TEXTAUSZUG
+--
Das Instrument der Zeitarbeit kommentiert
Die zur Zeit geführte öffentliche Kampagne der Gewerkschaften gegen Zeitarbeit begründet sich auf pauschalen und emotionalen Äußerungen. Sorgfältige Analysen finden sich nicht. So wird kolportiert, dass immer mehr Einstellungen befristet seien und der Einsatz von sogenannten "Leiharbeitnehmern" ständig zunehme. Ein Beweis dafür bleibt zumindest öffentlich aus. So keimt der Verdacht, dass es nicht um eine Verbesserung einer vorgeblich unmenschlichen Arbeitssituation geht, sondern um schlichte Mitgliederwerbung mit Parolen. Mitarbeiter in der Zeitarbeit sind traditionell seltener in einer Gewerkschaft organisiert, und die Mitgliederverluste der vergangenen Jahre schmerzen.
Kein Trend
Wie ist es aber nun im nördlichen Schleswig-Holstein um die Zeitarbeit bestellt? Handelt es sich - wie behauptet - um ein Massenphänomen, das unbefristete sozialversicherungspflichtige Arbeitsverhältnisse verdrängt und "Kindern die Zukunft klaut"? Den Angaben der Arbeitsagentur Flensburg zufolge waren am 31.12.2009 im Landesteil 776 Beschäftigte oder 0,6 Prozent der Arbeitnehmer in der Zeitarbeit beschäftigt. Da war der Konjunkturboom noch nicht sichtbar, könnte man entgegnen. Im August 2010 sind es mit 957 Personen und damit 0,74 Prozent aber unwesentlich mehr. Die Zahlen belegen, dass es sich nicht um einen Trend - schon gar keinen negativen - handelt. Auch ist die Anzahl der unbefristet sozialversicherungspflichtigen Beschäftigen zwischen 1995 und heute nur unmerklich gesunken, nämlich von 60 auf 55 Prozent. Diese Zahlen sind natürlich den Gewerkschaften bekannt.
Kritische Begleitung
Um nicht falsch verstanden zu werden: Arbeitnehmerüberlassung ist ein Instrument des Personaleinsatzes, das selbstverständlich kritisch zu begleiten ist. Missbrauch ist offenzulegen und zu ächten. Rein moralische Aspekte verbunden mit dem alleinigen Anspruch des sozialen Anstrichs, wo es keinen nachweisbaren Missbrauch oder Bedarf gibt, sind jedoch nicht angemessen und führen zu falschen Vorstellungen.
+--
AUFGABE A
Nenne sämtliche Prozentangaben, die im Kommentar zur Zeitarbeit vorkommen.
AUFGABE B
Führe den Kommentar zur Zeitarbeit im Anschluss an seinen letzten Satz weiter.
+--
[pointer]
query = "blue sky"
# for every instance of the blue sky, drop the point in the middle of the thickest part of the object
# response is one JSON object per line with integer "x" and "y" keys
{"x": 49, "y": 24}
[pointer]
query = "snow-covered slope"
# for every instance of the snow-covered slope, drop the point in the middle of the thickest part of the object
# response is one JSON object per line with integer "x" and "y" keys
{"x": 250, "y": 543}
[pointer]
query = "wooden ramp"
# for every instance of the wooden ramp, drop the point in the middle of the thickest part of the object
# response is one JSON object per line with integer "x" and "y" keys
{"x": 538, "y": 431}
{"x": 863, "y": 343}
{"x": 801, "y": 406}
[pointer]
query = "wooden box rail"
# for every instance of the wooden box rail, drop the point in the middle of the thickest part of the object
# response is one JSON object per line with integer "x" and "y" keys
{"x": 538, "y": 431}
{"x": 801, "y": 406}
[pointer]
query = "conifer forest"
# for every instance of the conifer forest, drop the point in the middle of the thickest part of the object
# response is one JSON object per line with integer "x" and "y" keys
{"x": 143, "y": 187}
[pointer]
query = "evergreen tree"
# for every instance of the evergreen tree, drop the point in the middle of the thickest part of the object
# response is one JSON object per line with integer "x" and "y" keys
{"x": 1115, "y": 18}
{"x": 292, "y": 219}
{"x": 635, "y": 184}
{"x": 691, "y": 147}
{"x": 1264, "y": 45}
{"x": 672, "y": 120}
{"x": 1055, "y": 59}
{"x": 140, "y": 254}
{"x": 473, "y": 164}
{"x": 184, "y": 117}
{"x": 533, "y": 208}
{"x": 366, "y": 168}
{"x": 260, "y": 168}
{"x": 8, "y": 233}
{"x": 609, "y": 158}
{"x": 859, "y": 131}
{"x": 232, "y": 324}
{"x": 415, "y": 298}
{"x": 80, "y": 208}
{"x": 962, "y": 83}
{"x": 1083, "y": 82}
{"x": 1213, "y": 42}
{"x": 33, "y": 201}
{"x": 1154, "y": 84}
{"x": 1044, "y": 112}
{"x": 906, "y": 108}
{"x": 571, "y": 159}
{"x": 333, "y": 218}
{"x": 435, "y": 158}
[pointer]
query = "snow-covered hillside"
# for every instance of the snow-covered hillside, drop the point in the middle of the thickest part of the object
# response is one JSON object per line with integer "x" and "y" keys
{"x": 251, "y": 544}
+--
ERGEBNIS A
0,6 Prozent, 0,74 Prozent, 60 Prozent, 55 Prozent

ERGEBNIS B
Polemischer Begriff
So ist schon der Begriff "Leiharbeit" rein polemisch, weil das Unternehmen, das einen auf Zeit überlassenen Arbeitnehmer bei sich einsetzt, dafür eine Gebühr bezahlt. Die Leihe ist aber unentgeltlich, so dass es sich um eine Dienstmiete handelt. Von dieser Miete erhält der Arbeitnehmer einen Teil von seinem Arbeitgeber als Lohn, der darüber hinausgehende Betrag ist die Überlassungsgebühr. Dies ist keine moderne Form der Versklavung. Auch der Stammarbeitnehmer vermietet seine Dienste gegen Lohn, nur eben bei dem, der ihn bei sich selbst einsetzt. Der Begriff "Arbeitnehmerüberlassung", d.h. entgeltliche Arbeit nach den Weisungen eines anderen Dienstherrn, ist daher die richtige Beschreibung.
Umfrage
Eine Umfrage unter unseren Mitgliedsfirmen hat ergeben, dass kein einziges Unternehmen Arbeitnehmerüberlassung generell gegenüber einer Festanstellung bevorzugt. Der ganz überwiegende Anteil setzt gar keine Zeitarbeitnehmer ein. Insgesamt haben nur 6 Prozent der befragten Unternehmen überhaupt davon Gebrauch gemacht. Die Zeitarbeit wird ausschließlich als Mittel zum flexiblen Personaleinsatz verwendet, d.h. zur kurzfristigen Reaktion auf Auftragsspitzen und besondere Situationen wie die Abwicklung größerer Projekte. Eine eingespielte und loyale Stammbelegschaft ist für unsere überwiegend mittelständische Wirtschaft das wichtigste Kriterium, d.h. Zeitarbeit ist eine punktuelle Ergänzung und keine bloße Gewinnoptimierung. Sie dient gleichzeitig dazu, wettbewerbsfähig zu sein und damit Beschäftigung zu sichern. (...)
Vergütung
Fest steht für die Unternehmen, dass Arbeitnehmer in der Zeitarbeit eine angemessene Vergütung erhalten müssen, d.h. zwar nicht zwingend den gleichen Lohn wie die Stammbelegschaft, insbesondere wenn die Vergütung wie in der Metall- oder Chemieindustrie sowieso schon erheblich höher liegt als in fast allen anderen Branchen, aber eben menschenwürdig. Löhne unterhalb des geforderten gesetzlichen Mindestlohnes werden rundweg abgelehnt.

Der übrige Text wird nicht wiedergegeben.